Data extracts:
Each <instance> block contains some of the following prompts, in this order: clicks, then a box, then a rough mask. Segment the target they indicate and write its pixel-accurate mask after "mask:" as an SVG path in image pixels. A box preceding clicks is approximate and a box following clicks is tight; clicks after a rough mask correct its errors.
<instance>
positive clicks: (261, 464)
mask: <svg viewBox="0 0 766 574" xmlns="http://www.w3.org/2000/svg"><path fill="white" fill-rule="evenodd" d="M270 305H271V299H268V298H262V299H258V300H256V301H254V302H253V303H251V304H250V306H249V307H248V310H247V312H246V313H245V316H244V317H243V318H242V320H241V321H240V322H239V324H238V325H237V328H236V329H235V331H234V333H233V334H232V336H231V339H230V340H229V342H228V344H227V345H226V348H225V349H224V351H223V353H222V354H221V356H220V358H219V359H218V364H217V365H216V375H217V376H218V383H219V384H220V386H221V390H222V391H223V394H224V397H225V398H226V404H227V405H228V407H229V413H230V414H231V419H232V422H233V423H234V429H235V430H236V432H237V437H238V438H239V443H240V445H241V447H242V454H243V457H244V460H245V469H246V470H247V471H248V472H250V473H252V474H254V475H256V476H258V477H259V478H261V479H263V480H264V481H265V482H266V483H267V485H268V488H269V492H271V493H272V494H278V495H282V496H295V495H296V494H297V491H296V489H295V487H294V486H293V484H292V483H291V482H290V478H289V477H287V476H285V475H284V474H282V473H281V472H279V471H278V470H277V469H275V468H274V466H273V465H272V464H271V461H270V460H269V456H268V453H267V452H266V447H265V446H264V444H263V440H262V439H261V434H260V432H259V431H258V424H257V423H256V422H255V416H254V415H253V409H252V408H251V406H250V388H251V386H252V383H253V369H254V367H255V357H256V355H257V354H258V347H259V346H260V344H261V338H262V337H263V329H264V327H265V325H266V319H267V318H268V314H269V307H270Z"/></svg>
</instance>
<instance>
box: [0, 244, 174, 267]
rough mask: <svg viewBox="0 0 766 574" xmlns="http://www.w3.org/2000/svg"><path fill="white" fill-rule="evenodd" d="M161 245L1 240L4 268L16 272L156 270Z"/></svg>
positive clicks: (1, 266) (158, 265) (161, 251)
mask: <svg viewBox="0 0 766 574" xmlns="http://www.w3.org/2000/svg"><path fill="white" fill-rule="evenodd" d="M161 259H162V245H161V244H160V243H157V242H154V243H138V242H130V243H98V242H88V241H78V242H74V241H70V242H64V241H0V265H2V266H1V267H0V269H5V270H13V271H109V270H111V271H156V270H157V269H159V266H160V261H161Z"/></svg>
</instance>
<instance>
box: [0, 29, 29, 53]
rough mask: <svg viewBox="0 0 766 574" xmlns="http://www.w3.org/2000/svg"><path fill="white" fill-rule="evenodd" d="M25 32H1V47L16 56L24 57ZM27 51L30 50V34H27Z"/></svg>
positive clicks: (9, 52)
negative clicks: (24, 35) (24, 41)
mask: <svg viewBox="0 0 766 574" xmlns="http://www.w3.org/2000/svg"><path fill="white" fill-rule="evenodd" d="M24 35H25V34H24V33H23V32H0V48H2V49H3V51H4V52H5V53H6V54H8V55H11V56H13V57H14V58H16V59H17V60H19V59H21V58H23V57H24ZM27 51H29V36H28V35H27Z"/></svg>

* * *

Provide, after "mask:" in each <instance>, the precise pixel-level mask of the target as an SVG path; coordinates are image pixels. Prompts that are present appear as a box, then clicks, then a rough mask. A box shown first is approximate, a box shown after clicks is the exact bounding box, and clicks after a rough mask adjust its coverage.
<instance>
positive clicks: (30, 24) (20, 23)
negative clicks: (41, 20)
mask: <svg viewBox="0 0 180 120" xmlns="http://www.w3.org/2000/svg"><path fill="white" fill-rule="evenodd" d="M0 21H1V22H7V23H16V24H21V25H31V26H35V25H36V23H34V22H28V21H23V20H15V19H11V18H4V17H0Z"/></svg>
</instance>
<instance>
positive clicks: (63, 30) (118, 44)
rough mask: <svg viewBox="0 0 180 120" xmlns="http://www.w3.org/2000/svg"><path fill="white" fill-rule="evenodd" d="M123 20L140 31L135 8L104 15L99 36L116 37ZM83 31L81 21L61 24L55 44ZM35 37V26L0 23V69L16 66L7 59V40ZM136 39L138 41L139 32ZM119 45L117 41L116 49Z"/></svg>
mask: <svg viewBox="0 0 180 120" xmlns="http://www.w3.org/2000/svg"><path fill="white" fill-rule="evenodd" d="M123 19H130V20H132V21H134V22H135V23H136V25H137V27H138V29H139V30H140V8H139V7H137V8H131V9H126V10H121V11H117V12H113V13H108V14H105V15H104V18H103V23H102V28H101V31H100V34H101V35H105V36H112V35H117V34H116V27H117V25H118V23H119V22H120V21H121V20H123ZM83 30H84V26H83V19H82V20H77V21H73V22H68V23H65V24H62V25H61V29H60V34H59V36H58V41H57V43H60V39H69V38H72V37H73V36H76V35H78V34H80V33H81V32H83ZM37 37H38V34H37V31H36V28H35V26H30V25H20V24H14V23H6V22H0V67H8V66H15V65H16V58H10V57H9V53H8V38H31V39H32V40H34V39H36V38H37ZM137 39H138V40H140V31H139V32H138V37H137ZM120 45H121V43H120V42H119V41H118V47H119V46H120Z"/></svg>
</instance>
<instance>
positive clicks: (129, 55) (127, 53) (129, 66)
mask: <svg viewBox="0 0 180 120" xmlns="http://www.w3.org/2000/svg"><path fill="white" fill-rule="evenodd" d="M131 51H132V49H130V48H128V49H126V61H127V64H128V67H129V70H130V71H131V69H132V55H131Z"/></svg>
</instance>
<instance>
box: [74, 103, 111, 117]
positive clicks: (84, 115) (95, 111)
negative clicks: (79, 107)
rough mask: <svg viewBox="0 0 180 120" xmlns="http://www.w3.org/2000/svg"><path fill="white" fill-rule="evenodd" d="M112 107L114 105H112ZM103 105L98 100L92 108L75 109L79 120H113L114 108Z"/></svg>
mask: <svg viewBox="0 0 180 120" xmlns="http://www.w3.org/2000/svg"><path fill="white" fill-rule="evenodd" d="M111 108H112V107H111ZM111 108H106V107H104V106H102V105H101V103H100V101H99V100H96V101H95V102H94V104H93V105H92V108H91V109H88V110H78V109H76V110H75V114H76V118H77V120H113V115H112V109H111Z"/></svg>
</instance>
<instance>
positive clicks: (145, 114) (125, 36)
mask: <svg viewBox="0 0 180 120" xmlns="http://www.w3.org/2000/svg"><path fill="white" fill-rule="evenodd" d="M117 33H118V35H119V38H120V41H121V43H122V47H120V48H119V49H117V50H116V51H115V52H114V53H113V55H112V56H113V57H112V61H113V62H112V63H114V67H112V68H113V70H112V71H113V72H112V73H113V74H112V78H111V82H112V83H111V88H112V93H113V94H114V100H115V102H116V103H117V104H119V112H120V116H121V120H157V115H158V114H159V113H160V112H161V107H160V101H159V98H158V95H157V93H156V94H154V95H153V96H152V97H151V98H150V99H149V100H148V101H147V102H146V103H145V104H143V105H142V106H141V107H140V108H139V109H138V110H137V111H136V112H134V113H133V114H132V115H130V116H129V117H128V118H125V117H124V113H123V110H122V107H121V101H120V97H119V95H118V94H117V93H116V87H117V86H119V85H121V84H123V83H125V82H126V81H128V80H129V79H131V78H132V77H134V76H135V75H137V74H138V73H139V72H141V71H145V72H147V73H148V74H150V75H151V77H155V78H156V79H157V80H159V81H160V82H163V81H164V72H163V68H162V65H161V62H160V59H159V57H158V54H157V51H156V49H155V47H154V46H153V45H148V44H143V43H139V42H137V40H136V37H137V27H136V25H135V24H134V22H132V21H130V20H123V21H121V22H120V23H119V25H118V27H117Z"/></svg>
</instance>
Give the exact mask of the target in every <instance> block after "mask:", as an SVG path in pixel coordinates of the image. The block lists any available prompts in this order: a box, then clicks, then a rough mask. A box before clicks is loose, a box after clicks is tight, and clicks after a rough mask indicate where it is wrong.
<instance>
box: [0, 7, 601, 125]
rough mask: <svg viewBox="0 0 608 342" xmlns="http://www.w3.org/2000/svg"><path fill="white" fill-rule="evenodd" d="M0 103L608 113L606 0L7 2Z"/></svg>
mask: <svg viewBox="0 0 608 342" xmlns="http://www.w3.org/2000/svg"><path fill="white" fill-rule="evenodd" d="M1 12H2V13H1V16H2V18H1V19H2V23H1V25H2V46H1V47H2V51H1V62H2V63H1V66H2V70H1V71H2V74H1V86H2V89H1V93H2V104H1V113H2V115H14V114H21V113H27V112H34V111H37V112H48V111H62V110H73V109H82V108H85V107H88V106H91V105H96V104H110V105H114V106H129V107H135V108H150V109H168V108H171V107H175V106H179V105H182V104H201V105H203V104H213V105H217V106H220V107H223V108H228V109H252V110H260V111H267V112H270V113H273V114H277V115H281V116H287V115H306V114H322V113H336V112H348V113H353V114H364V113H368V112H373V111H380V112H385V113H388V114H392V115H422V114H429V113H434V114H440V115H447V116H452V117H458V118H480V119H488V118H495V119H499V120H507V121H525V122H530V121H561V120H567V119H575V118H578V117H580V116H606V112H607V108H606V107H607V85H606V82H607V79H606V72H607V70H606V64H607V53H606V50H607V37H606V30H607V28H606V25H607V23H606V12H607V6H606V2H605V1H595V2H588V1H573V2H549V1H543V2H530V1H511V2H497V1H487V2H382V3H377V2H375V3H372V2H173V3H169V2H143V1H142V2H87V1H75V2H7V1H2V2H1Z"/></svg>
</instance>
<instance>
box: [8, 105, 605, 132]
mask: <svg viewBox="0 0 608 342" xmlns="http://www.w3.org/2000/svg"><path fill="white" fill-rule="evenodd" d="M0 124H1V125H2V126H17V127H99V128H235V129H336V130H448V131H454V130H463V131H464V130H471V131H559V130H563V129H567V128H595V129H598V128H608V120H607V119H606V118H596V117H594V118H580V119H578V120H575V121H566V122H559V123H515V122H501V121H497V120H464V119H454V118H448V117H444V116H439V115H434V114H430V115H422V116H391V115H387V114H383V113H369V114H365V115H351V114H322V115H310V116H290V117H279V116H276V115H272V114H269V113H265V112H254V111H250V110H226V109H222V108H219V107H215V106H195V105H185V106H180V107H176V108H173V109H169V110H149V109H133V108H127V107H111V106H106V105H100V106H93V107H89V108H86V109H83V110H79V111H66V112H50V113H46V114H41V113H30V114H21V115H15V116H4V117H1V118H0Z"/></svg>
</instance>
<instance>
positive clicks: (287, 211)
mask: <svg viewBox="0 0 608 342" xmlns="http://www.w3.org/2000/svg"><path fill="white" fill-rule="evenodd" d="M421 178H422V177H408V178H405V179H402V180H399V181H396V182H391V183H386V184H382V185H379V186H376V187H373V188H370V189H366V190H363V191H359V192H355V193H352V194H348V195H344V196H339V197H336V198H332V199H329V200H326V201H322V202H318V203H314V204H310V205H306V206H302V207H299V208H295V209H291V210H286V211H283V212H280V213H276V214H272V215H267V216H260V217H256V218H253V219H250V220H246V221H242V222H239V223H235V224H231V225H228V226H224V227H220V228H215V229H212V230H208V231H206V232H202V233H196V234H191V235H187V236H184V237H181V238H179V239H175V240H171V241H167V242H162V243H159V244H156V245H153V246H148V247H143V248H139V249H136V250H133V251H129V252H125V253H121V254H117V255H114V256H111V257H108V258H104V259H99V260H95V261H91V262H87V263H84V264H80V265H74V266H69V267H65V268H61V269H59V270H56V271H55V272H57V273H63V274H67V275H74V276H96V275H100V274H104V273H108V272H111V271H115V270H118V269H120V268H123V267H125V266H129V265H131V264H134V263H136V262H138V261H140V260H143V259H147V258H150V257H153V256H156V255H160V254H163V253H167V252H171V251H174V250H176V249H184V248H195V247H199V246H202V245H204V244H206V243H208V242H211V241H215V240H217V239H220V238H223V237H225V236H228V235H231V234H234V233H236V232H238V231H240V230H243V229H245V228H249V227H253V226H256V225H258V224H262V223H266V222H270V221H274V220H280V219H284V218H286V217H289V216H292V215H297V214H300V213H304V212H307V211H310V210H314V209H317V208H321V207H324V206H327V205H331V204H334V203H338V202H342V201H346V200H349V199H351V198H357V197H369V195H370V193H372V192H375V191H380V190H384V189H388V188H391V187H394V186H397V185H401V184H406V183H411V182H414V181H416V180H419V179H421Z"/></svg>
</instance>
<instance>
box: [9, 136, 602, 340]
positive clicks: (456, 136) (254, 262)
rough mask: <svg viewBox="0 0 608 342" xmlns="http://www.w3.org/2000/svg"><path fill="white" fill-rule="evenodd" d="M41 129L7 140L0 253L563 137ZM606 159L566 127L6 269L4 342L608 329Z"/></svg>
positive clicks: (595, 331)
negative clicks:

==

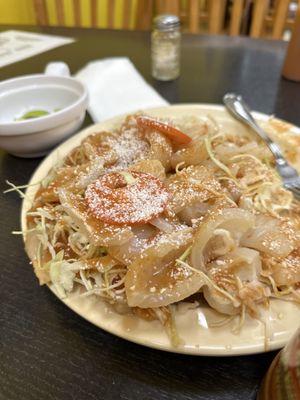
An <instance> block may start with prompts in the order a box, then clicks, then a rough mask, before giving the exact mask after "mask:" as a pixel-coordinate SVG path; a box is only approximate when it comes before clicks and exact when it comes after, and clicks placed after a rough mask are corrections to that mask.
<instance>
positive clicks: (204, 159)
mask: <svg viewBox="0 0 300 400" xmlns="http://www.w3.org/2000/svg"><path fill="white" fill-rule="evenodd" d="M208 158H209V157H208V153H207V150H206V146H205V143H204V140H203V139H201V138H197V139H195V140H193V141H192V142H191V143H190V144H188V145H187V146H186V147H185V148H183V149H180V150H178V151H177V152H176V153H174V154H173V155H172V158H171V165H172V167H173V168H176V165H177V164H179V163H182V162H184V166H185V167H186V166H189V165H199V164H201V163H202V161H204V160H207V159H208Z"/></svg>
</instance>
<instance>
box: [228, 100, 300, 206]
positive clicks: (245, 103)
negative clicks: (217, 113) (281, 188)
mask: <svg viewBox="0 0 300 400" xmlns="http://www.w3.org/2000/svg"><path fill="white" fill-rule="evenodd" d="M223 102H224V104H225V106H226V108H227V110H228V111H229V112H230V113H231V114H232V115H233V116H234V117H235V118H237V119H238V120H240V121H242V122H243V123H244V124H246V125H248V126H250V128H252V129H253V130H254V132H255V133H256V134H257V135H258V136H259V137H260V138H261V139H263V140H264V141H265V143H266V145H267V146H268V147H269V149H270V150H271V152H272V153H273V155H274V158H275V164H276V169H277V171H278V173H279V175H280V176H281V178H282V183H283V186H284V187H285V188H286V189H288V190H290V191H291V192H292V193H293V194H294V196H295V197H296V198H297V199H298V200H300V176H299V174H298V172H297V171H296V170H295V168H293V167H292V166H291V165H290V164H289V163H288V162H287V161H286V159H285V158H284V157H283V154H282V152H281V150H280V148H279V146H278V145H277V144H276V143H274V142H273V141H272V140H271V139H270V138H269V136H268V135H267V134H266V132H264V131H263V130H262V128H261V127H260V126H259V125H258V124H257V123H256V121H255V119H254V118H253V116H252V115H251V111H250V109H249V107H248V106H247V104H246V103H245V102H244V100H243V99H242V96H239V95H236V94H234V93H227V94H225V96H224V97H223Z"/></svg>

Goal of the exercise: Please show each line above that contains the string "tight". Case counts.

Exercise result:
Each <instance> block contains some of the following prompts, in this order: clicks, then a box, then a rough mask. Segment the target they indicate and write its pixel-accurate mask after "mask:" as an SVG path in image pixels. A box preceding clicks is approximate and a box following clicks is tight; clicks after a rough mask correct its errors.
Give the exact mask of the target in every <instance> block after "mask:", as an SVG path in pixel coordinates of the image. The block lists any available prompts in this order: a box, then clicks, then a rough mask. A box before clicks is loose, a box after clicks is tight, and clicks after a rough mask indicate where it is wrong.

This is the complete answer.